>> start ENTRIES PROVIDED
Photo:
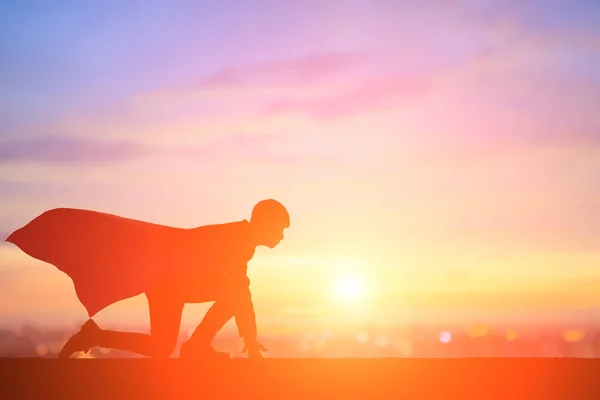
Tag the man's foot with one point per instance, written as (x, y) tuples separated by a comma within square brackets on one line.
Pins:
[(80, 341), (194, 351)]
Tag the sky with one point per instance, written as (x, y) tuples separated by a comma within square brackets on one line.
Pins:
[(439, 159)]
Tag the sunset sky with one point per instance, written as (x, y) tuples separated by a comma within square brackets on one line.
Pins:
[(440, 157)]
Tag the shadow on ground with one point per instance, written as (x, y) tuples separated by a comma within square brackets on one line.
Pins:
[(300, 378)]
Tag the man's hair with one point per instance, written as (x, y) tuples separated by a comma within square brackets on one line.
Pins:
[(272, 211)]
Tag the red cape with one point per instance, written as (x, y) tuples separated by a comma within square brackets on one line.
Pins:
[(111, 258)]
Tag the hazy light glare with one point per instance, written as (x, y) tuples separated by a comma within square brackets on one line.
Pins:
[(445, 337), (510, 335), (573, 335)]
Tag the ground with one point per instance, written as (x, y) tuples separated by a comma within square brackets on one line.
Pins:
[(301, 378)]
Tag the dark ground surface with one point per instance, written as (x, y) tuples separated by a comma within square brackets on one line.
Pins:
[(23, 378)]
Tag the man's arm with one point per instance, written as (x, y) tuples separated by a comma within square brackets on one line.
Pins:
[(245, 316)]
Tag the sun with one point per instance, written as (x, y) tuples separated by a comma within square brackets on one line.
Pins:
[(350, 288)]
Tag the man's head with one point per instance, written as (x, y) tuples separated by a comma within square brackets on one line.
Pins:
[(269, 219)]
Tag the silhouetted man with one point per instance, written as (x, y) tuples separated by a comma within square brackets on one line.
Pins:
[(111, 258)]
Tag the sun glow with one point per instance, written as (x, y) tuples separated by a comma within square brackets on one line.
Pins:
[(350, 288)]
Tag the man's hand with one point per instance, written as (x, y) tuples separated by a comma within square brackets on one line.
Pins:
[(253, 348)]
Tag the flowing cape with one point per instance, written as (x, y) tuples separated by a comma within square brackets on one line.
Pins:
[(111, 258)]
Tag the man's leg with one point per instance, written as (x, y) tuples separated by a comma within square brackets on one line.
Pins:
[(217, 316), (165, 320)]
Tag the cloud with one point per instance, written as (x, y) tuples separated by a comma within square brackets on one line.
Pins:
[(368, 95), (57, 149), (298, 71), (70, 150)]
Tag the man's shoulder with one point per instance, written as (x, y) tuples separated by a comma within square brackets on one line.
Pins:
[(239, 230)]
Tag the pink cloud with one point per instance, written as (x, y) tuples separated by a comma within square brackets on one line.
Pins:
[(70, 150), (309, 69), (365, 96)]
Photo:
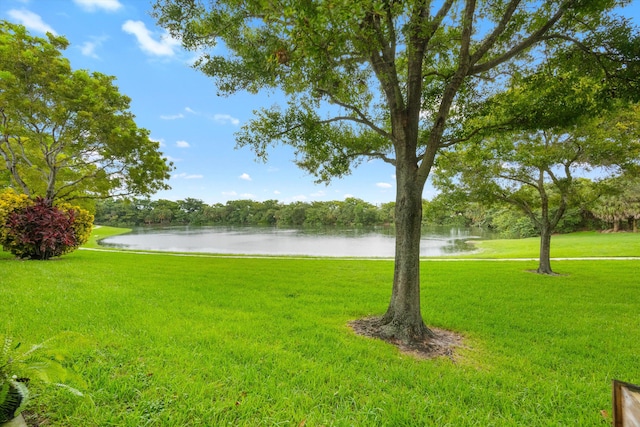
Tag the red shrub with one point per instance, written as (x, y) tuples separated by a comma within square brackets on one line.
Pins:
>> end ENTRIES PROVIDED
◆ **TASK INSTRUCTIONS**:
Express the listing above as a Markdown table with two columns, Row and Line, with one numbered row per line and blank lines skipped. Leave the pictures out.

◆ **WORKED SOLUTION**:
| Row | Line |
|---|---|
| 1 | Photo: |
| 2 | Tag the man's foot with one point per instance, written as (x, y) tuples separated by a comma within square brackets on one line. |
| 3 | Pins: |
| 4 | [(80, 341), (194, 351)] |
| 5 | Tag the sky with one point per instance, written as (x, y) tuples separated by a comma within square brackets on one line. |
| 6 | Pins: |
| 7 | [(439, 159)] |
| 8 | Tag the sunset sky with one point per instance, written as (x, y) tuples separated by a comma within square brackets on one line. |
| 9 | Pins: |
| 10 | [(440, 157)] |
| 11 | Tag the shadow on ground with one point per instance, written as (x, y) tuples separated by a comma within square brackets on one line. |
| 12 | Pins: |
| 13 | [(300, 378)] |
| 14 | Tag the man's hair with one point per instance, written as (x, y) tuples separated by a comma within square brackets on one line. |
| 15 | Pins: |
| 16 | [(272, 211)] |
| 17 | Tag the red cape with one point per instance, written as (x, y) tuples separated by a comma within square brackets on one line. |
| 18 | Pins: |
| 19 | [(111, 258)] |
| 20 | Tag the hazy light glare with one point per instance, written as (x, y) tuples separated by a comma within square brackets on one line. |
| 21 | Pins: |
| 22 | [(445, 337), (510, 335), (573, 335)] |
| 23 | Tag the ground with one point per instance, written as (x, y) tuples separated by a comma within square brackets on one line. |
| 24 | Pins: |
| 25 | [(301, 378)] |
| 26 | Tag the dark ground surface with one point per instance, written as (x, y) tuples separated by a comma within square brackets on one line. |
| 27 | Pins: |
| 28 | [(23, 378)] |
| 29 | Tag the man's arm with one point per instance, written as (x, y) tuples separated by a comma within square brackets on one line. |
| 30 | Pins: |
| 31 | [(245, 316)] |
| 32 | Tag the sun with one point per instance, written as (x, y) tuples separated by a comma within square brackets on one line. |
| 33 | Pins: |
| 34 | [(350, 288)] |
| 35 | Tag the man's head with one point per instance, written as (x, y) tuples separated by a comma within square brackets on one line. |
| 36 | Pins: |
| 37 | [(269, 219)] |
| 38 | Tag the silhouetted man with one point per instance, written as (x, y) tuples separated by a comma within square brackets on one line. |
| 39 | Pins: |
| 40 | [(111, 258)] |
| 41 | Tag the sun glow with one point per instance, written as (x, y) tuples separated by a comma within square brackets on one line. |
| 42 | Pins: |
| 43 | [(350, 288)] |
| 44 | Tag the man's hand with one point per instance, written as (x, y) tuples separated by a comma within square brackets on one line. |
| 45 | Pins: |
| 46 | [(253, 348)] |
| 47 | Tag the flowing cape with one point per instance, written as (x, y) tuples separated by a comma within square brackets on one line. |
| 48 | Pins: |
| 49 | [(111, 258)] |
| 50 | Tag the man's leg with one point per instance, written as (x, y) tuples separated by a comma within square brackets on one line. |
| 51 | Pins: |
| 52 | [(217, 316), (165, 320)] |
| 53 | Tag the cloud with one point per instance, written as (x, y) tuples separated by a comma within square brackets on one line. |
| 54 | Pins: |
| 55 | [(368, 95), (57, 149), (298, 71), (70, 150)] |
| 56 | Tag the man's shoulder with one point per instance, written as (x, y) tuples separated by a comma within square brackets on one line. |
| 57 | Pins: |
| 58 | [(239, 230)] |
| 59 | Tag the pink cloud with one point per instance, written as (x, y) tuples separated by a comma within square brackets on one line. |
| 60 | Pins: |
| 61 | [(70, 150), (309, 69), (365, 96)] |
| 62 | Photo: |
| 63 | Tag the red shrub with one point per instance, written as (x, y) tuples separated by a comma within square brackets on one line. |
| 64 | Pins: |